## Task goal
Please copy each line below that contains the word "floor".
Data provided below:
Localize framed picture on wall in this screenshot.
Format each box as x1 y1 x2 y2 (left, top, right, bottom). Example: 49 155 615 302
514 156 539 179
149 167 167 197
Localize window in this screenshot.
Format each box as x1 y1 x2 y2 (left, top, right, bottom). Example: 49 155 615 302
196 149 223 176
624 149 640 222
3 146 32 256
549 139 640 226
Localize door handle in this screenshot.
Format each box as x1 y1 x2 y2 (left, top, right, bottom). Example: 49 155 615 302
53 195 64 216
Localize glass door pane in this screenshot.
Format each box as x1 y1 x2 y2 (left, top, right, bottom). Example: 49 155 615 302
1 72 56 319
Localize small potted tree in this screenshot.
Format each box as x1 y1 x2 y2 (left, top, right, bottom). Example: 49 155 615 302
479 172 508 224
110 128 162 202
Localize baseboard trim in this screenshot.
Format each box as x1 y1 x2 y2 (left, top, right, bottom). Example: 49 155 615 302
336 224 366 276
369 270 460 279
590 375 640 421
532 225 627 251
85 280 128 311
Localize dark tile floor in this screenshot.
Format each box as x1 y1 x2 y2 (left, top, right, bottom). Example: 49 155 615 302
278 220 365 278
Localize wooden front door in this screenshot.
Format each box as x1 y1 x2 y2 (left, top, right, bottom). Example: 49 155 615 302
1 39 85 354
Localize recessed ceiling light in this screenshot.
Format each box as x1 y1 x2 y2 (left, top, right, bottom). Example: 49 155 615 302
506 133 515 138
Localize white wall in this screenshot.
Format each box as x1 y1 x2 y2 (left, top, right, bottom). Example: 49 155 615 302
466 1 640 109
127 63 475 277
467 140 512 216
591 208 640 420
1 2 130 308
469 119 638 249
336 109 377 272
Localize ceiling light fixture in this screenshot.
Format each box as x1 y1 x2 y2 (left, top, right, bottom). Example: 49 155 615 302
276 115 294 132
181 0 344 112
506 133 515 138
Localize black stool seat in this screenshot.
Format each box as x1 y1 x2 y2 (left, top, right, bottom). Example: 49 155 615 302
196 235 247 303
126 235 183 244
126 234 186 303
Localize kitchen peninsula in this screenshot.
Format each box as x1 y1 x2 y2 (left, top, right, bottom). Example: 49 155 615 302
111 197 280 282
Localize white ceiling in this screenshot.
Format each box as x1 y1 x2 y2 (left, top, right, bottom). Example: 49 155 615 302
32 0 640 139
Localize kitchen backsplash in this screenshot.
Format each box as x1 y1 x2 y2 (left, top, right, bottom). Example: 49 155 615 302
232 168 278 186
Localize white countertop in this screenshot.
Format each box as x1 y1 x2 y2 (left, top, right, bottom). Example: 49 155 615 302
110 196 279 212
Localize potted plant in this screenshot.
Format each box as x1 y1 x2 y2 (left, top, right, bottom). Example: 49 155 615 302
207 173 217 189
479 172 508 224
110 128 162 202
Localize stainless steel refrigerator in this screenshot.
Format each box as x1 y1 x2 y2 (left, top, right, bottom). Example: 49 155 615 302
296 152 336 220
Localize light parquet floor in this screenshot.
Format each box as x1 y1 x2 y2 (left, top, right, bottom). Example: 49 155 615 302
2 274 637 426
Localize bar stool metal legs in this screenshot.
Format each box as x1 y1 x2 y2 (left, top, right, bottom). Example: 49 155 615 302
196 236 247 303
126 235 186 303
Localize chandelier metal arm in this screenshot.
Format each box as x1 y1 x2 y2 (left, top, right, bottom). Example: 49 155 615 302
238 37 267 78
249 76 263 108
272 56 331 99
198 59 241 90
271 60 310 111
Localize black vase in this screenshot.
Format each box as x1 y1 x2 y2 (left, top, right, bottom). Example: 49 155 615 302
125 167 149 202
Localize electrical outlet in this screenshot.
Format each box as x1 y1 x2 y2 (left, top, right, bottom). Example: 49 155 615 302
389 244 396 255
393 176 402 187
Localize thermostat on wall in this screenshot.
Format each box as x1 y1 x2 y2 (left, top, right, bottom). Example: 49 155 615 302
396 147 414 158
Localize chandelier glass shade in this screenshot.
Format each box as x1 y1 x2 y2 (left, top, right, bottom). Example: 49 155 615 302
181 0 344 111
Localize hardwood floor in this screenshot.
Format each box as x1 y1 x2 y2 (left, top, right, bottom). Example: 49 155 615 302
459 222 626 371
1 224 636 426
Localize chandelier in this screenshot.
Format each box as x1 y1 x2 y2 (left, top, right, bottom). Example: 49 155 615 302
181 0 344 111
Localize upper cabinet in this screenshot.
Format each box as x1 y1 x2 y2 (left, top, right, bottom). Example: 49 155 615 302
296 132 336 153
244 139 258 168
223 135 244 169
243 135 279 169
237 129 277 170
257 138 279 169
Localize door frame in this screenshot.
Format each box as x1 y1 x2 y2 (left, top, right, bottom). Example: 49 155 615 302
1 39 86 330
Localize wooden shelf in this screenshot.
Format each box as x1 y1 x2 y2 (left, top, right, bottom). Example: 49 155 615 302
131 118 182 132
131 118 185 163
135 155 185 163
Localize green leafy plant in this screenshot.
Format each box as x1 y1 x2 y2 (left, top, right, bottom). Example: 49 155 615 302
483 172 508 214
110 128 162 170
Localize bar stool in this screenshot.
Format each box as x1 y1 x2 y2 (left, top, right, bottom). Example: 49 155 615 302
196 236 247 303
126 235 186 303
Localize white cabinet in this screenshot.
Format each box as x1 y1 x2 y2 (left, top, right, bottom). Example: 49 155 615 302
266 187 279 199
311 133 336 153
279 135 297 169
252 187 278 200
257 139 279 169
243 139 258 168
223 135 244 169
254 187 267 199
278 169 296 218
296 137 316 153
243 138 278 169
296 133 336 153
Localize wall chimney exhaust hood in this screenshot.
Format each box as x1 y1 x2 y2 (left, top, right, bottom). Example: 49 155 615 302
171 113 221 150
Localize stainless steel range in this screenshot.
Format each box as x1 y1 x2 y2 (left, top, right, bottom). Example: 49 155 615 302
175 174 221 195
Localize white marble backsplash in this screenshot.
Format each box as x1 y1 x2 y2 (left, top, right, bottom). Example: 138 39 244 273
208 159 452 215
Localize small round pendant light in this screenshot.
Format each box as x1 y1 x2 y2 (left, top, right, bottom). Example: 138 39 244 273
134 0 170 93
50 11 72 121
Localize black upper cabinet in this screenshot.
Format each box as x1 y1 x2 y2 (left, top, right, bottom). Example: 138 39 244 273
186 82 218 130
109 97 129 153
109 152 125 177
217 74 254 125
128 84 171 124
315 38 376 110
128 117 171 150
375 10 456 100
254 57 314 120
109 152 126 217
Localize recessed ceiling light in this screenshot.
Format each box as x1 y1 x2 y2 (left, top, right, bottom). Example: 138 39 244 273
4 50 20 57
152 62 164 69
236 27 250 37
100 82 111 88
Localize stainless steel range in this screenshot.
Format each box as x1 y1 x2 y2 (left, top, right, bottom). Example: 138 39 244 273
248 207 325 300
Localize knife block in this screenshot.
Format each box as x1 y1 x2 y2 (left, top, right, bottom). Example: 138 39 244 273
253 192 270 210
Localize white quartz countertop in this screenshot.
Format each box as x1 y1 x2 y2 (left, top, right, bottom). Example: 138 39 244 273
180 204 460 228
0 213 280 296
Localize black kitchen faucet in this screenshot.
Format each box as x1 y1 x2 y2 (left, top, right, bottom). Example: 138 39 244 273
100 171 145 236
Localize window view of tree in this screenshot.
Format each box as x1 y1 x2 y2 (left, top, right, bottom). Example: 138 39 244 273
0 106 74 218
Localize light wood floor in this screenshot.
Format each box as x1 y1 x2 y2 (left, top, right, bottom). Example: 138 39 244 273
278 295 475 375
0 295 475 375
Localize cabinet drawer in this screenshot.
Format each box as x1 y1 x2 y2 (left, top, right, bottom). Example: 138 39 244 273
End of Data provided.
## Result below
Localize dark tile floor in this screenshot.
Localize light parquet floor in this screenshot.
Localize hardwood floor in this screenshot.
Localize light wood floor in this screenshot.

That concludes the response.